─── Exercise material

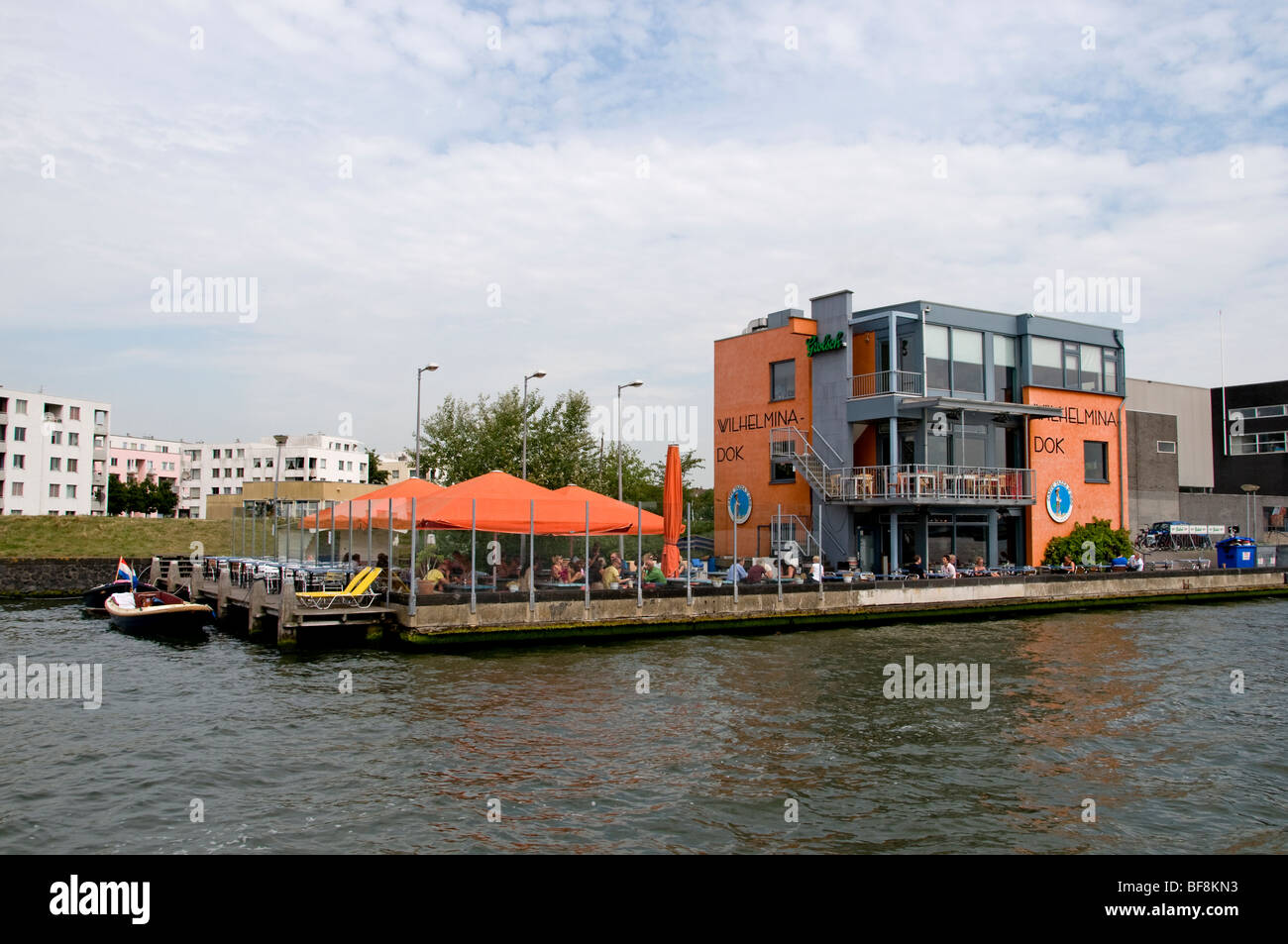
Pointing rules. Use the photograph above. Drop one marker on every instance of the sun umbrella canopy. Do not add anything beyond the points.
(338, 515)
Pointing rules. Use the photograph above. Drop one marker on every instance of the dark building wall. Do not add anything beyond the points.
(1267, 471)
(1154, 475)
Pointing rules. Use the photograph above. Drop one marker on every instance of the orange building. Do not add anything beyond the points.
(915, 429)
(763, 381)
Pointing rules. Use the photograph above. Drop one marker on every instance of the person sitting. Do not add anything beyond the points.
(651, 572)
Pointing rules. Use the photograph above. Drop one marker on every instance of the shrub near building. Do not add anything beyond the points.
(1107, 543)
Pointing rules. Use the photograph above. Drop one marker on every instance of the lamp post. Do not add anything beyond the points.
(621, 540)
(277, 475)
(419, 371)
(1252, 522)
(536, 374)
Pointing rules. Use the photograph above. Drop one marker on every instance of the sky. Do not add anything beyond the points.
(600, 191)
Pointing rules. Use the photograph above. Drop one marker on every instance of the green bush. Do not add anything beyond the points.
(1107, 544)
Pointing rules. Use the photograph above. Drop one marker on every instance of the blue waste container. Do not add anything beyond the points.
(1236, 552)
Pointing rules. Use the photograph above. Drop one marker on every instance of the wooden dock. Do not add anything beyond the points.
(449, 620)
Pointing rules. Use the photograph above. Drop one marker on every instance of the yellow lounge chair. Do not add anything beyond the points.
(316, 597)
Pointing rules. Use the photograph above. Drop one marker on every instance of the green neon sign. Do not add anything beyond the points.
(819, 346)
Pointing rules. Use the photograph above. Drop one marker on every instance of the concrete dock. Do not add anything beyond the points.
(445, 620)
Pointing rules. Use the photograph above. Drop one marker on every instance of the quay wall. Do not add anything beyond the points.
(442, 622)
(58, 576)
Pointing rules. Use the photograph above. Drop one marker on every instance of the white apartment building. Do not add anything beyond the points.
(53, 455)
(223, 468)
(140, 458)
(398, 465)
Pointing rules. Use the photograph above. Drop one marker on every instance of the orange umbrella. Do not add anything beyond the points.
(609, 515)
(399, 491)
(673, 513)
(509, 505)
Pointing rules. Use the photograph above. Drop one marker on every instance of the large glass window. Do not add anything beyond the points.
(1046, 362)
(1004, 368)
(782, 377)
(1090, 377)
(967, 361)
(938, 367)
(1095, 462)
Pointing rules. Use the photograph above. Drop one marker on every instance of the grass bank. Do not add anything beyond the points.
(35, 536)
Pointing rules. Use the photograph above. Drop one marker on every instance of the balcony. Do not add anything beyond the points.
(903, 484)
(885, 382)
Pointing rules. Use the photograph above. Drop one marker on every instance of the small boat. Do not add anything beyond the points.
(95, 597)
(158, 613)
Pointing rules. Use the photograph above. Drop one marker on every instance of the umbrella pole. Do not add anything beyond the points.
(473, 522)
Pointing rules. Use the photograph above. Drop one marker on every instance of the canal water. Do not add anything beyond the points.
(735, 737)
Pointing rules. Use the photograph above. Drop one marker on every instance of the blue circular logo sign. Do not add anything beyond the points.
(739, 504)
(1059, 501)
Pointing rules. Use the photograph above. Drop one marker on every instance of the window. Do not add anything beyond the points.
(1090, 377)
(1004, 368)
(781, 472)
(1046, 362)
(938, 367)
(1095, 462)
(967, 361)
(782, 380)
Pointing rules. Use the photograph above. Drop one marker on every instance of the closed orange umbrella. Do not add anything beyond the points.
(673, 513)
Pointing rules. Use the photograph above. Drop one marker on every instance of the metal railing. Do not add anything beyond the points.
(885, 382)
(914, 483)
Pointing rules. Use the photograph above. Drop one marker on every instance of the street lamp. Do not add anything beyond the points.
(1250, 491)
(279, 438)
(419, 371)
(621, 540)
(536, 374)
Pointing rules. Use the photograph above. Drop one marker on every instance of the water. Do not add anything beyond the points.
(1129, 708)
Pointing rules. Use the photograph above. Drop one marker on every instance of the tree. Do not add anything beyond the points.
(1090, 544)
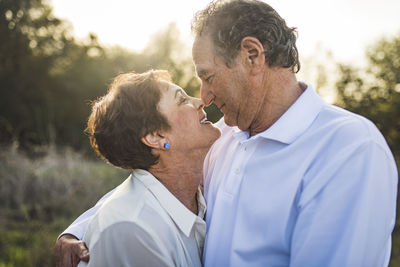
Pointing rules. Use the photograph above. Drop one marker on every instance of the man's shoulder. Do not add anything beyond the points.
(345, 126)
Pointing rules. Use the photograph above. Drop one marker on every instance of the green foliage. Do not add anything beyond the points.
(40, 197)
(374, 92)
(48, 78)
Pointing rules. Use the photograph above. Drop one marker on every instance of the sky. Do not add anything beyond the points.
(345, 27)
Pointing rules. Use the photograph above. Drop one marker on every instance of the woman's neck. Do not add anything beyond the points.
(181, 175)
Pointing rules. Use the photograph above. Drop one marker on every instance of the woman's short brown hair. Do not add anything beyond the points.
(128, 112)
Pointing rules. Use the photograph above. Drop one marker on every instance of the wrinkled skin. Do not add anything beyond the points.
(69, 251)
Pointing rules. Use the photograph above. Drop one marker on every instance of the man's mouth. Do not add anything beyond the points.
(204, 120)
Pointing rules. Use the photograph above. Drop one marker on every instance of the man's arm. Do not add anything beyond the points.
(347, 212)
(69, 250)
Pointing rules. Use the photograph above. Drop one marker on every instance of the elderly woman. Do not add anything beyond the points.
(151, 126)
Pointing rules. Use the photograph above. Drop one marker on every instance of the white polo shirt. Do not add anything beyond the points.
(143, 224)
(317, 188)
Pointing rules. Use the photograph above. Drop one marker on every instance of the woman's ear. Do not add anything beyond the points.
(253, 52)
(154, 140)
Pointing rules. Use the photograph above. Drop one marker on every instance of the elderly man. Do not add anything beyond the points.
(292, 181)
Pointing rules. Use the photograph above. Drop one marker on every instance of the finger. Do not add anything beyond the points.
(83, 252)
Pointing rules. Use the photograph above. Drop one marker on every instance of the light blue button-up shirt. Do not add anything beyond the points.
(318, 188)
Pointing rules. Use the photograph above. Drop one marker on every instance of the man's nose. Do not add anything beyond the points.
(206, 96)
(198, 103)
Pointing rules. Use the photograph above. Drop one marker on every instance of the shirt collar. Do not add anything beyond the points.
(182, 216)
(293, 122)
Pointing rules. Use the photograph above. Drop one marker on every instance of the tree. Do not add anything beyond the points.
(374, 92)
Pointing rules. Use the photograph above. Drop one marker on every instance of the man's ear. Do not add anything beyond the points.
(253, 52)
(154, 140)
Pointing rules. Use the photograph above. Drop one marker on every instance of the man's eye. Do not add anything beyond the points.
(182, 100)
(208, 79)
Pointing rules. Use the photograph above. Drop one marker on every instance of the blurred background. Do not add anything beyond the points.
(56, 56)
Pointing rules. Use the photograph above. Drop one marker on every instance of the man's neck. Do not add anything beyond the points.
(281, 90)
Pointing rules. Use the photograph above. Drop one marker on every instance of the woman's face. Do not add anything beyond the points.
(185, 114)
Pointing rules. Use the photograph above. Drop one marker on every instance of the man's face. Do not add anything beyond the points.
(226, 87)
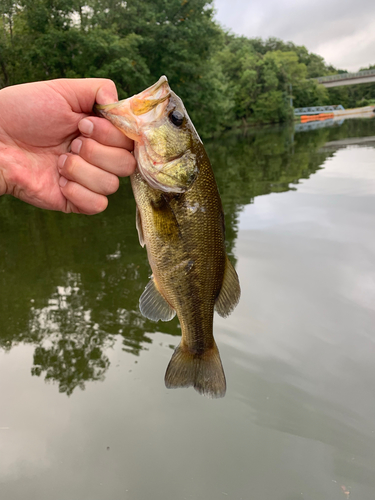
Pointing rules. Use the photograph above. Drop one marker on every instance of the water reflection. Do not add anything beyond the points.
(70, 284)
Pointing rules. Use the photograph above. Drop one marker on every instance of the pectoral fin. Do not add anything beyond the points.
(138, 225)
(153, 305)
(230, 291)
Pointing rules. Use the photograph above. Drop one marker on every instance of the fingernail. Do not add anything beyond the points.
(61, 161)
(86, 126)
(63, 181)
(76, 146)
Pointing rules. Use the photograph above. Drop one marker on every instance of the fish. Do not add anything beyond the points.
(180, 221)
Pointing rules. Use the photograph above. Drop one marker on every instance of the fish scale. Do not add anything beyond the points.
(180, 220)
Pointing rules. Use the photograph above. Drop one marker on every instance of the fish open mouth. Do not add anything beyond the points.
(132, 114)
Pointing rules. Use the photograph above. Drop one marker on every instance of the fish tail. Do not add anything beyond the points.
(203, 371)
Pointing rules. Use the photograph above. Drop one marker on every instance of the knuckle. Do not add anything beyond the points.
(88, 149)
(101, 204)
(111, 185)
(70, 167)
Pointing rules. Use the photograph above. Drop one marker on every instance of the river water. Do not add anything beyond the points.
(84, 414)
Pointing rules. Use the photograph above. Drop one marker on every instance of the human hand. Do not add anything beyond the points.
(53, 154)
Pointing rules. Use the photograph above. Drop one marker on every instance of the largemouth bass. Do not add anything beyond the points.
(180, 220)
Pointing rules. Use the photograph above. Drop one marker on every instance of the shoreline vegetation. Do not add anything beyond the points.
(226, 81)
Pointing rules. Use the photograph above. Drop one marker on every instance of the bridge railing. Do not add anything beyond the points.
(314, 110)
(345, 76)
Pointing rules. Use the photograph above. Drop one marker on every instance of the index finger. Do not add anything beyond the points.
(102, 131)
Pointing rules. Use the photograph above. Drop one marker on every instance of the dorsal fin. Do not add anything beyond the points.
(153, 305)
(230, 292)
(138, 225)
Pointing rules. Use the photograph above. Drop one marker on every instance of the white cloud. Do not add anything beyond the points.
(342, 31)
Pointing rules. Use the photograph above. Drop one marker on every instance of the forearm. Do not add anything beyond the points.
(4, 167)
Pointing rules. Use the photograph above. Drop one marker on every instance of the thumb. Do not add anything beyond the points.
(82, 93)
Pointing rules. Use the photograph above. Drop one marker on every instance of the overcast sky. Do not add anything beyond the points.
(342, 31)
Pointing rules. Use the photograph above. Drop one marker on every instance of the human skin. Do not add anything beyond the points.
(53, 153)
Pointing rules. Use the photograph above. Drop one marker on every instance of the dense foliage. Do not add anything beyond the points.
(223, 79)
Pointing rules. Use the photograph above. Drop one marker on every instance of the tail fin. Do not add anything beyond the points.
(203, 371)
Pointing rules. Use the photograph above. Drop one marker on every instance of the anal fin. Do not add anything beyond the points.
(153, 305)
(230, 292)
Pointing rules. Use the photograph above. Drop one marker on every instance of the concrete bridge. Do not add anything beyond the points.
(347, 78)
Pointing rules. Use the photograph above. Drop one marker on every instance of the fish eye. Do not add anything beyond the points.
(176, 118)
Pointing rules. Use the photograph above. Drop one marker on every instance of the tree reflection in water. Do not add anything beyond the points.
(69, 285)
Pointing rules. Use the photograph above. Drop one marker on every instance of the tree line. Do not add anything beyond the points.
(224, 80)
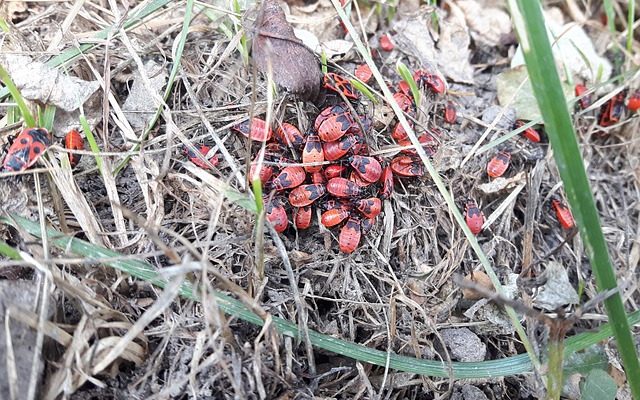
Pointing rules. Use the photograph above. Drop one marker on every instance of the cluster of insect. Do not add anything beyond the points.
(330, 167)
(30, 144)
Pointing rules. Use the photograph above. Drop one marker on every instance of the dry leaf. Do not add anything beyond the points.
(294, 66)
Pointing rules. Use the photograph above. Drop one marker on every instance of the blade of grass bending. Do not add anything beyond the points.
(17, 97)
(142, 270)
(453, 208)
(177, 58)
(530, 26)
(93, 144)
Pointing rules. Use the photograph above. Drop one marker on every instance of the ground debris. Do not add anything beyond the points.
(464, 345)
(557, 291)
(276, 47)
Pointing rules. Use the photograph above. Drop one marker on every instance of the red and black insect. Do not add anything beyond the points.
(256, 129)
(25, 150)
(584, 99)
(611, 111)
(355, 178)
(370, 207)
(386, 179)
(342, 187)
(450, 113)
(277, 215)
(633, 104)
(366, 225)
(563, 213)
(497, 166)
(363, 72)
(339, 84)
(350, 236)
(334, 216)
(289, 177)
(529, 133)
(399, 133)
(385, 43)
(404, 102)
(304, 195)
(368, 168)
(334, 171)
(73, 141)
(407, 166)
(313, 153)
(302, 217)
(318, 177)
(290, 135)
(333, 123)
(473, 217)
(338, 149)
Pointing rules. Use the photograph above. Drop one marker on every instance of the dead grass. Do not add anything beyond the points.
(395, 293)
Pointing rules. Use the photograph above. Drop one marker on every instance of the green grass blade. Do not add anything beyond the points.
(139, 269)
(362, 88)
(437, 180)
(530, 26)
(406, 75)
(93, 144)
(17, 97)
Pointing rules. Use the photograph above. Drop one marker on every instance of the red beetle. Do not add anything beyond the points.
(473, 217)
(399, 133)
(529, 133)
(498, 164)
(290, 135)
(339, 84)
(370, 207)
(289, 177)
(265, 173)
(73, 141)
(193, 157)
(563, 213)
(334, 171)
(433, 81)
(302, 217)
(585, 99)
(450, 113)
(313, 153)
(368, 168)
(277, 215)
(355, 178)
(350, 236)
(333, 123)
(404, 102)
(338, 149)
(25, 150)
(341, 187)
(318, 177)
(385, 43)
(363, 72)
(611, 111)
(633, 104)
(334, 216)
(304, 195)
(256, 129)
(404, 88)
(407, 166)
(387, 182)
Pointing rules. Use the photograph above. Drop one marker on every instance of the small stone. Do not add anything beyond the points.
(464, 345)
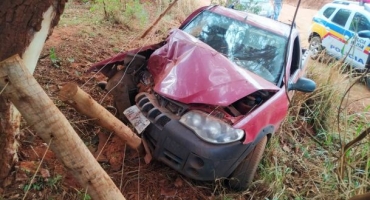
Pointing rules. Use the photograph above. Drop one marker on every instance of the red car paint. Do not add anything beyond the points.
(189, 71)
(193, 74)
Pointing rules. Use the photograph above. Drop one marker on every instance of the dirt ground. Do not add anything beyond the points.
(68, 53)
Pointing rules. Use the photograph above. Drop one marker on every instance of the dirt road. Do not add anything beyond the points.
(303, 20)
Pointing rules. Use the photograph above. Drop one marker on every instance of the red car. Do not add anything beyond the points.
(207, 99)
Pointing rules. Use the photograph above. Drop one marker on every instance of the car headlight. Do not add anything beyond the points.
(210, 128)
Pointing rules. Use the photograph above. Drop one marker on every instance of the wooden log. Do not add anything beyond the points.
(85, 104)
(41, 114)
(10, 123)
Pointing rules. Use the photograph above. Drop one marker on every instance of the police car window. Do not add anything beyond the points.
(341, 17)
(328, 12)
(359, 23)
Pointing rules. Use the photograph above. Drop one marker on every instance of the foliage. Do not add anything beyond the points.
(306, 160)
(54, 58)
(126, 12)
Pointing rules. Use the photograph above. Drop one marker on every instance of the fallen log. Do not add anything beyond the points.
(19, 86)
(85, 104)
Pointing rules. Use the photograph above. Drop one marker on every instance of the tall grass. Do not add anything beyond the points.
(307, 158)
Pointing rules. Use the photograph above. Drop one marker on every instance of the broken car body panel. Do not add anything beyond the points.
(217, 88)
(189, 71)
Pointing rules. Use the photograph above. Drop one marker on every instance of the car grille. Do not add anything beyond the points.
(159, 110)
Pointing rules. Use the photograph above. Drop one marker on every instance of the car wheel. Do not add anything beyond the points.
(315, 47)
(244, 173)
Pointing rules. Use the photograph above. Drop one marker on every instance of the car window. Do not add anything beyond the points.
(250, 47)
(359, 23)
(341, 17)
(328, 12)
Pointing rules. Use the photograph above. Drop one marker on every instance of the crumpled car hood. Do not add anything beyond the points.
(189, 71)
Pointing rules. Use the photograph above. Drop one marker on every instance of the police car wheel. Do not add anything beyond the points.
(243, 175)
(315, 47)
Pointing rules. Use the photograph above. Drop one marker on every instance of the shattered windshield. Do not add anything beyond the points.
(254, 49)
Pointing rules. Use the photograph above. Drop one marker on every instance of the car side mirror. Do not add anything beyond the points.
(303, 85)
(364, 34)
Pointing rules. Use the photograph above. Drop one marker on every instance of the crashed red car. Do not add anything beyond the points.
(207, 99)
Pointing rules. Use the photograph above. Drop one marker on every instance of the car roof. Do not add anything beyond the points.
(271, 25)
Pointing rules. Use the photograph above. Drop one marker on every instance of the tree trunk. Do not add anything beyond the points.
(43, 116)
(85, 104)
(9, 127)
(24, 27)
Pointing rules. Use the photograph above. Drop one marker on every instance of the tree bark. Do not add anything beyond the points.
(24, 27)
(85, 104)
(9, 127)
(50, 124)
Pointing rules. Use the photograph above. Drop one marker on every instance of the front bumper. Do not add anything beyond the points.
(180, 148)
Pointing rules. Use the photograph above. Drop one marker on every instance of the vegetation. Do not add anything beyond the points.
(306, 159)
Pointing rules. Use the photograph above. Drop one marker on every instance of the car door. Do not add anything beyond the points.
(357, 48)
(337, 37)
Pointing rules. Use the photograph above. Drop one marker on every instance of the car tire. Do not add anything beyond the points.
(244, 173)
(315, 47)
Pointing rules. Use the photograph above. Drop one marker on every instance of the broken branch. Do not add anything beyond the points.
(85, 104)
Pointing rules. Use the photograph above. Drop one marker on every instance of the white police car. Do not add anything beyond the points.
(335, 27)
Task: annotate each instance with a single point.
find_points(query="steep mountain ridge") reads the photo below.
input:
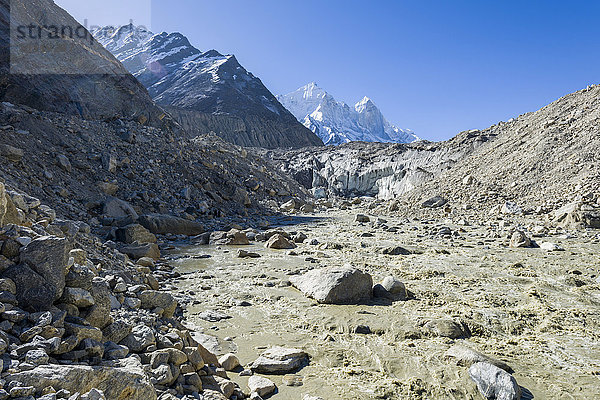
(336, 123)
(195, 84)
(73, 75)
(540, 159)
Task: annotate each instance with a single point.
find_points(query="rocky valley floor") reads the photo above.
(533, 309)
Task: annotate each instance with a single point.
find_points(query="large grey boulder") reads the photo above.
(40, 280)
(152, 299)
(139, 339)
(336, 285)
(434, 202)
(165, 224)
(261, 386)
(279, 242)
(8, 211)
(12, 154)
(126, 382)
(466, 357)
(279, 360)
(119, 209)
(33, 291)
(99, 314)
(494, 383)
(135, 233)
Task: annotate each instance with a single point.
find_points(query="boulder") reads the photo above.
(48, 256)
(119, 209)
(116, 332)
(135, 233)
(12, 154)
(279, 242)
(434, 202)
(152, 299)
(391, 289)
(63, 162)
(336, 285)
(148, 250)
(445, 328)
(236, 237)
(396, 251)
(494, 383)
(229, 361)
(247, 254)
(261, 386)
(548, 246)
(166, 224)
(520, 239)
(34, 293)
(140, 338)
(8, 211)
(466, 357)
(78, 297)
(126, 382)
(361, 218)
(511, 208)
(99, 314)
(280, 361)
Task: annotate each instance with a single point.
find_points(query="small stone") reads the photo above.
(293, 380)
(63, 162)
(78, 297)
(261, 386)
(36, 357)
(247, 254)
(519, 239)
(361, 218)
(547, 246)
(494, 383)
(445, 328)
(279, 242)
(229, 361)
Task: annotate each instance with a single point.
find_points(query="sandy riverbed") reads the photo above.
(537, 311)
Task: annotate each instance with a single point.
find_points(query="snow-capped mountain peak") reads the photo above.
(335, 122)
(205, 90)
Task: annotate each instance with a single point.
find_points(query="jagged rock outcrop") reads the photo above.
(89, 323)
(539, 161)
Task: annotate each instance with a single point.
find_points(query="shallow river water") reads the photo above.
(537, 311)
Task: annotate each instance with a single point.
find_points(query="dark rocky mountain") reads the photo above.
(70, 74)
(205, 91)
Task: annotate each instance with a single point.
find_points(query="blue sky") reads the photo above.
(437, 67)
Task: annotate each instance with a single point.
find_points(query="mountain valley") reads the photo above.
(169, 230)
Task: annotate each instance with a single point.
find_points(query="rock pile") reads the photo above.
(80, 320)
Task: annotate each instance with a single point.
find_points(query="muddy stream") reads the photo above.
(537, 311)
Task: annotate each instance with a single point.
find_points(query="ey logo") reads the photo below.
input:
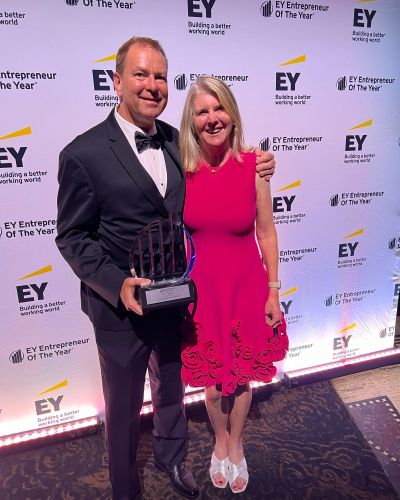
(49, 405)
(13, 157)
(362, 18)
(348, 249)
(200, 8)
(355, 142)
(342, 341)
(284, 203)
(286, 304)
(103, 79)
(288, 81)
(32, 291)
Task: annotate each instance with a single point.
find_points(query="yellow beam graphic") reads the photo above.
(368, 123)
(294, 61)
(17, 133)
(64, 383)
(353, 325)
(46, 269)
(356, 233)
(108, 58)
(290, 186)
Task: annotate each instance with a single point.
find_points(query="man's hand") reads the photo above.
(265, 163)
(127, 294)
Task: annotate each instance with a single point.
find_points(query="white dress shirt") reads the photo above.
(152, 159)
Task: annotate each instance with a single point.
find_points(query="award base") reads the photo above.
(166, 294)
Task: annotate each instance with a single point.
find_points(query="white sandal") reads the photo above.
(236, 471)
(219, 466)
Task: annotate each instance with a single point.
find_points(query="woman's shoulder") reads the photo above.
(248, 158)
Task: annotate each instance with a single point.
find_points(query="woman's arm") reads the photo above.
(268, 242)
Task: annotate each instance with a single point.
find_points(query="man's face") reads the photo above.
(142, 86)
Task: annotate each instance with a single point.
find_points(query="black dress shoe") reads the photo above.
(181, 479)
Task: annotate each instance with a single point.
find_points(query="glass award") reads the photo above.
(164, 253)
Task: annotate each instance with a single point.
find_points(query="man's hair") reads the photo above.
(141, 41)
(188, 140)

──────

## [Task item]
Retrieve every line above holding the word "below".

## [Answer area]
find_points(query="steep mountain ridge") reads the photo below.
find_points(query="ey logo") reads the photo below.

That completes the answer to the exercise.